任务要求: 从下列条目中选出所有含有“shirt”一词的行，并逐行照抄下来。

所示信息:
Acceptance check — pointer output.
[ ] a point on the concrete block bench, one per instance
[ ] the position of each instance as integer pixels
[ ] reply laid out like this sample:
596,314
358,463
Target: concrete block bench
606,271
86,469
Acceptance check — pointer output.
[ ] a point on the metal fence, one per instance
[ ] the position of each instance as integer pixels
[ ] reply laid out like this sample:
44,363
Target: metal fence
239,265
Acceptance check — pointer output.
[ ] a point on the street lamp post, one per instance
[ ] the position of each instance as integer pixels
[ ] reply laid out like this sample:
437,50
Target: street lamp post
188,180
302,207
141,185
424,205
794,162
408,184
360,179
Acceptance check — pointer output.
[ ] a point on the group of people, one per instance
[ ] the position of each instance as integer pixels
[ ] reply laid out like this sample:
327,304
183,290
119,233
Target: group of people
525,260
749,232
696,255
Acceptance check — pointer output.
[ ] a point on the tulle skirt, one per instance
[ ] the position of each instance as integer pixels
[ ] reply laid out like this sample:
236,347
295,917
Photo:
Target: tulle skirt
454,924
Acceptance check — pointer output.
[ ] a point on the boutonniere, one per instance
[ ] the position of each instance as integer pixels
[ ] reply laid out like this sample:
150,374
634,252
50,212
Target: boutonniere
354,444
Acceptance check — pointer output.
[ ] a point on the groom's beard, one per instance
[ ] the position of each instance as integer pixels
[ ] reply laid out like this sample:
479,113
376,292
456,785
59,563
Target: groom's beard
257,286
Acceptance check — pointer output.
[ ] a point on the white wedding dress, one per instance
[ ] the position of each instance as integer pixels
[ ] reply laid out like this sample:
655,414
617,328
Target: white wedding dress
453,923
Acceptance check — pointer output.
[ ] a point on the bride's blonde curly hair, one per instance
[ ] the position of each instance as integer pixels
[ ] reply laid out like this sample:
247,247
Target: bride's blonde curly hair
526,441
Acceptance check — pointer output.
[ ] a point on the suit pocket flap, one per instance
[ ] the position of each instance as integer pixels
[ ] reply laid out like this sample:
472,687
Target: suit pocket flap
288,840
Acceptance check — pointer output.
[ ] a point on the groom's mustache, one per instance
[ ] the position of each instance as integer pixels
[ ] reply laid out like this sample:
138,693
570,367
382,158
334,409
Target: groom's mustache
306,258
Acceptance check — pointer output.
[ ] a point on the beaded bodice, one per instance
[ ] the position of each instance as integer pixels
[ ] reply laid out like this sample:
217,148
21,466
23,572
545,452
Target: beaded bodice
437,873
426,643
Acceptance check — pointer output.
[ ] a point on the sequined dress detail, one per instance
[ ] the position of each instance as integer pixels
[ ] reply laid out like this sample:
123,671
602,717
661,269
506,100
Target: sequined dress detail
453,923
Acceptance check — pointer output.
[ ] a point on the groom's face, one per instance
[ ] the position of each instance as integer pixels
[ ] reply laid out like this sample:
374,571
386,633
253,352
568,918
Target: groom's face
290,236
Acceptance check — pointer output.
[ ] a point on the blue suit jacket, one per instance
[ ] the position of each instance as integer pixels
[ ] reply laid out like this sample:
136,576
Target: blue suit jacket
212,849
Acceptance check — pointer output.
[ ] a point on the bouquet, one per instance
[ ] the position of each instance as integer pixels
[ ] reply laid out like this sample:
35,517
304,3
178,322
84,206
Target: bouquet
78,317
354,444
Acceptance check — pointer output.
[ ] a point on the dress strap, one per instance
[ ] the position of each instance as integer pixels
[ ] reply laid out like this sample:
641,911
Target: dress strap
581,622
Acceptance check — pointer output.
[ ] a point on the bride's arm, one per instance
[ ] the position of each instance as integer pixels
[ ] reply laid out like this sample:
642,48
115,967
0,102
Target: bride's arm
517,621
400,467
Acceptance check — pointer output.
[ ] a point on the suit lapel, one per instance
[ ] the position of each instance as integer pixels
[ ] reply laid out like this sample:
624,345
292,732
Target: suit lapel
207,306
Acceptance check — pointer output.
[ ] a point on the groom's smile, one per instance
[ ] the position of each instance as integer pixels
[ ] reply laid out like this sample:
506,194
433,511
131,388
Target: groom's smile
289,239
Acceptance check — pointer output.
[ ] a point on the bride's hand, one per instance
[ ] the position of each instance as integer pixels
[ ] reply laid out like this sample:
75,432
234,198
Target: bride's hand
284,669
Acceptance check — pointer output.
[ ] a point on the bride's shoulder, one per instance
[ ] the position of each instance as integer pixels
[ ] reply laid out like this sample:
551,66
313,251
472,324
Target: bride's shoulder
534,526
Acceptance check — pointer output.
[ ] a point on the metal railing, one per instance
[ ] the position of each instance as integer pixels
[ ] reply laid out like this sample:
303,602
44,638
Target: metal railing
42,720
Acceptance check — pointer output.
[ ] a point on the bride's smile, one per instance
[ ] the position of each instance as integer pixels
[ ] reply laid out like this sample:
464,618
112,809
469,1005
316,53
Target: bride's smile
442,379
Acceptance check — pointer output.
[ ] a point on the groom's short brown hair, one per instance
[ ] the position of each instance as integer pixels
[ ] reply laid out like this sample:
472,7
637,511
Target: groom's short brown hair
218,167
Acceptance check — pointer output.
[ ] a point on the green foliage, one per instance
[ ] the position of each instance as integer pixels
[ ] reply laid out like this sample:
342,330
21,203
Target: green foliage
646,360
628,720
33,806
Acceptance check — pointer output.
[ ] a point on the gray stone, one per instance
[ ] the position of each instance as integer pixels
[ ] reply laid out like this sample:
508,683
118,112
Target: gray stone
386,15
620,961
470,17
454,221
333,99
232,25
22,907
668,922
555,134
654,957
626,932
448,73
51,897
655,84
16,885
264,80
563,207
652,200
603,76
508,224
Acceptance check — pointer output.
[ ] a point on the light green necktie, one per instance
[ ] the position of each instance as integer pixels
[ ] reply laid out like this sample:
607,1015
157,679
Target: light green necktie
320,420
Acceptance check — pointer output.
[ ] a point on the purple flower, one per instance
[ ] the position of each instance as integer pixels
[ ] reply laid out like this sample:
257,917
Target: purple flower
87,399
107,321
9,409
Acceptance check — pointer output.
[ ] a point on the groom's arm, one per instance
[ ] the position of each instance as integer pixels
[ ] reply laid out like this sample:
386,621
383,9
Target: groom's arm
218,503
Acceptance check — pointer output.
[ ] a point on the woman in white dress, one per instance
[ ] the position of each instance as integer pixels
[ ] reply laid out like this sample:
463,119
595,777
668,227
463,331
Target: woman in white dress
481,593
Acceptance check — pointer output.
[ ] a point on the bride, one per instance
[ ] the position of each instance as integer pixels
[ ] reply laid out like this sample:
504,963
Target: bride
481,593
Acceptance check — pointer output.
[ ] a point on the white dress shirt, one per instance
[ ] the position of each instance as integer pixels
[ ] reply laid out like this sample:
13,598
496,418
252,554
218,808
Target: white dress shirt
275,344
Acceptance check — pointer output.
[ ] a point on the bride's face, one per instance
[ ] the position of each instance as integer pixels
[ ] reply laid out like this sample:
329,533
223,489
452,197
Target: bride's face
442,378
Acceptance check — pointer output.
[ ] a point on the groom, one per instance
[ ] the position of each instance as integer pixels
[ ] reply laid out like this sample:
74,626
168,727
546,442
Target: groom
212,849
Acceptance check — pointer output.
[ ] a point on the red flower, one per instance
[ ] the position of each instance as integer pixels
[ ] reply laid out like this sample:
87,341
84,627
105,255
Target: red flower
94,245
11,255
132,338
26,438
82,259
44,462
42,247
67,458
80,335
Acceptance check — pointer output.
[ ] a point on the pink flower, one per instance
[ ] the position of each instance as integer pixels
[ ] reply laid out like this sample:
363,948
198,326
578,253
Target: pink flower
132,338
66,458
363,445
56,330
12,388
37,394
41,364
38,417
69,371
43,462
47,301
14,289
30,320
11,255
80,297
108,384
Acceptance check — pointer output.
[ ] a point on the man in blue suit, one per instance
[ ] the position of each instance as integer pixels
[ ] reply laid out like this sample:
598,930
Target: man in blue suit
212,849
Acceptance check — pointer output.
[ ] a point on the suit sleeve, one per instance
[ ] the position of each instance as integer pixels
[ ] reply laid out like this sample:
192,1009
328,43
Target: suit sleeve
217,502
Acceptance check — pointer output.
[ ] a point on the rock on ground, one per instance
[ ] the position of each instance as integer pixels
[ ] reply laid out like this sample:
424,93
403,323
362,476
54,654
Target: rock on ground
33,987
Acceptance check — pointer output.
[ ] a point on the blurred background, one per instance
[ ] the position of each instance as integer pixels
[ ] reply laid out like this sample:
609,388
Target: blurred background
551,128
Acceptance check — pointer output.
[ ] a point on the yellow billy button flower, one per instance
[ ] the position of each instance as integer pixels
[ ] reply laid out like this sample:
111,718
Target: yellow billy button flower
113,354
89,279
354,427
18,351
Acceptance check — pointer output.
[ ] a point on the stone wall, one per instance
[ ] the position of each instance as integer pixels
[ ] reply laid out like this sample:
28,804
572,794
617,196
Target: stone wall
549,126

练习作答:
[ ] a point on the white dress shirt, one per instance
Target: white dress shirt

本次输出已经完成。